**What to work on**
• 1. Reproduce the passage on the bear and the fence repairs, beginning at the words "A bear went" and stopping after "another neighbor’s place.", and swap "frying pan" for "skillet".
• 2. Carry on the passage on the bear and the fence repairs from its last sentence.

━━━ Source passage ━━━

A bear went into our neighbor’s cabin up the creek while the neighbor John was gone to town. When John came home he discovered that the bear had gone through the screen door, trashed the kitchen, rubbing on the cook stove and licking grease out of a frying pan. A few days later a bear was on top of the chicken coop at another neighbor’s place.
Lynn set steel posts in the fence below our house where the range cows got into the lower place this summer, and was able to get the fence standing up again. It’s swampy there and hard to hold a fence where the range cows press it, trying to get into the field. The cows on that range would be drifting home along that fence in the fall, so it needed fixed. The next day Lynn fixed fence on the upper place where deer and elk had broken off a post and pushed the fence down, and made a wire gate along the road by our old stackyard. We had a couple metal gates there earlier, but took them last winter for a more urgent purpose, so we needed another gate for the stackyard.

━━━ Recorded data ━━━

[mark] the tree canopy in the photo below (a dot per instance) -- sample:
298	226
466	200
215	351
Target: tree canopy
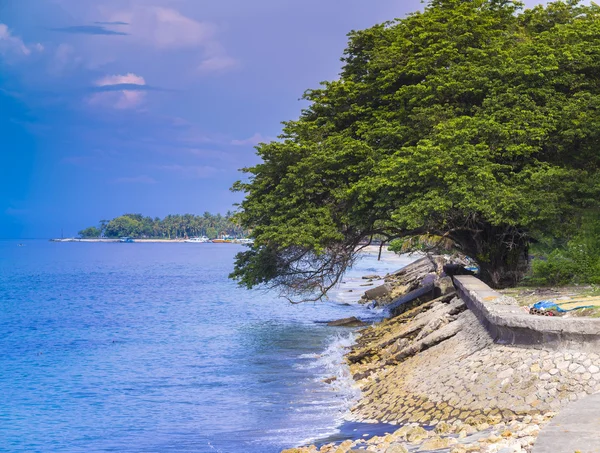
474	120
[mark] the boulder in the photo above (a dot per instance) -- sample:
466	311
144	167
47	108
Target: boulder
421	294
347	322
378	292
443	286
396	448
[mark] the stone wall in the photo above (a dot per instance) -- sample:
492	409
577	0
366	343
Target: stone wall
463	375
507	323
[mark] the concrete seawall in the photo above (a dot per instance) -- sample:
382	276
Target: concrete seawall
508	324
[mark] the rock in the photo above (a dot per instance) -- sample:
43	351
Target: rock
422	294
443	428
437	443
378	292
417	434
396	448
443	286
347	322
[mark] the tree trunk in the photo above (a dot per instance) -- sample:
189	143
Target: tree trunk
501	252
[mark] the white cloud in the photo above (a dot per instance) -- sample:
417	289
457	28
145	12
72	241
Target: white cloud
143	179
218	64
166	29
252	141
191	171
120	99
10	44
130	78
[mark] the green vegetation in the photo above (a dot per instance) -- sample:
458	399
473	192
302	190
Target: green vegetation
576	262
171	227
474	121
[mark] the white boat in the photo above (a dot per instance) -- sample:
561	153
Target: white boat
244	241
200	240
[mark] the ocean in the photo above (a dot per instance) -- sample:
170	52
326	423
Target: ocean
151	348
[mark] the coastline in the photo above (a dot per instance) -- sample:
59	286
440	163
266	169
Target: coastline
432	379
137	241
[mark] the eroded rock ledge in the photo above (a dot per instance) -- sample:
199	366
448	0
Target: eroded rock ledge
436	365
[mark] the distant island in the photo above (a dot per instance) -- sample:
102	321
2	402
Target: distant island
170	227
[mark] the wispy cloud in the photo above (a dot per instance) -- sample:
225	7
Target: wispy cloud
191	171
112	23
252	141
218	64
11	44
167	29
142	179
119	91
89	30
13	212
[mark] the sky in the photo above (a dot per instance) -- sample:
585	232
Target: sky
152	106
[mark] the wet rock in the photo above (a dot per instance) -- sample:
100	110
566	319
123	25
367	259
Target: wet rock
437	443
347	322
396	448
443	286
416	434
378	292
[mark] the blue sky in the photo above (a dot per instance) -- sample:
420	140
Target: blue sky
151	106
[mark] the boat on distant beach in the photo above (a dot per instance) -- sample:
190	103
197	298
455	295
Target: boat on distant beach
244	241
198	240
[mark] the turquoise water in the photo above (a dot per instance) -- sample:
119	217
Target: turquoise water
150	348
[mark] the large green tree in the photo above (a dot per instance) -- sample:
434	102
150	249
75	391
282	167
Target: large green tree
474	120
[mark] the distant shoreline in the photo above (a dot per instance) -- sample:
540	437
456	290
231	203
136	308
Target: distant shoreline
107	240
368	249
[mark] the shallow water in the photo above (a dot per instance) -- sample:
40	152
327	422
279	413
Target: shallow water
150	348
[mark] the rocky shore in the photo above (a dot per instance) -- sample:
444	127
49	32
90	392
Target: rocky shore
434	370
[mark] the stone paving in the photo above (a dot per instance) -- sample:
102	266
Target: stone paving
467	377
436	371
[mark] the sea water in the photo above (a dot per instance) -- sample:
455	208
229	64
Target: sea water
151	348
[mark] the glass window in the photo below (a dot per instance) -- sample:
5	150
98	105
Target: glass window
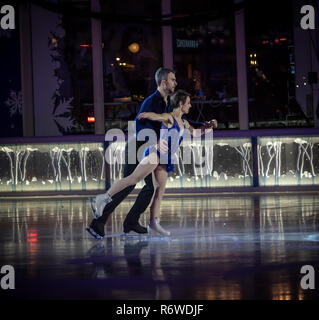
271	66
205	60
10	80
132	52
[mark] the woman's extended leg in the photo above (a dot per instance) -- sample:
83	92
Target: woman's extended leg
161	178
146	166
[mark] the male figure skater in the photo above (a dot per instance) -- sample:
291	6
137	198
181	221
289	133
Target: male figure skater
158	103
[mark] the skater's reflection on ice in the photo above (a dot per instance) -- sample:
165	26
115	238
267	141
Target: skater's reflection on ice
137	254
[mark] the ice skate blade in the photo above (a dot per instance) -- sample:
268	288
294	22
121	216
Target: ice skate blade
137	236
93	234
92	208
155	234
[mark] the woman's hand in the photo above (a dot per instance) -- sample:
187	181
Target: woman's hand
211	124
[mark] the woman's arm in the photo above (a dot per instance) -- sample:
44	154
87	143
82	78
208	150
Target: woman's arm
201	130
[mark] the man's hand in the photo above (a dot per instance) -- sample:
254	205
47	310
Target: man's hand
162	146
143	115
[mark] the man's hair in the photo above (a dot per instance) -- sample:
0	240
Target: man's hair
179	95
161	74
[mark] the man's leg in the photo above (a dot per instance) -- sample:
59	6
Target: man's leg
97	225
141	203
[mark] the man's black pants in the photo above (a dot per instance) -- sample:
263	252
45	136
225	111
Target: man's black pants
143	199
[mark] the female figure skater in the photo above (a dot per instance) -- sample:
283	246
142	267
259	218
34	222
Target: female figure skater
158	163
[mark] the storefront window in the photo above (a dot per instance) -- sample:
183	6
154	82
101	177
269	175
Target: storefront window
132	52
271	66
205	61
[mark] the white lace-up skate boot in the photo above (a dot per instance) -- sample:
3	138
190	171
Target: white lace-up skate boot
101	201
154	225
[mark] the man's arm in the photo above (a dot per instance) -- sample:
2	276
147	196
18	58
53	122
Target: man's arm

━━━

**Results of the exercise**
• 1.
A bear went into our neighbor’s cabin up the creek while the neighbor John was gone to town. When John came home he discovered that the bear had gone through the screen door, trashed the kitchen, rubbing on the cook stove and licking grease out of a skillet. A few days later a bear was on top of the chicken coop at another neighbor’s place.

• 2.
On Sunday Emily rode with me again and we made a longer ride to check troughs and gates on the high range. We discovered that someone had vandalized almost all the water troughs, taking the upright plastic pipes apart at the elbows where the pipe comes out of the ground to go up into the trough. For several of the troughs, I was able to find the pieces of pipe they’d thrown into the bushes or down the hill. I put the pipes back onto the elbows, and used my pocketknife as a screwdriver to tighten the clips to hold them on.
[[Em riding Veggie checking water trough]]

Our most crucial trough at the head of Baker Creek was also dry. Apparently the vandal hadn’t been able to loosen those clips to take the pipe apart, so he used a knife or something sharp to hack a big hole in the plastic elbow where the pipe comes up out of the ground—and all the water was leaking out. Fortunately I always carry baling twines in the coat pockets of the jacket tied to my saddle (for emergency fence and gate repairs). I tied twine tightly around the bend of the elbow where the hole was, making many wraps around it to cover the hole. It still leaked, but blocked the hole and enabled much of the water to come up the pipe and into the trough.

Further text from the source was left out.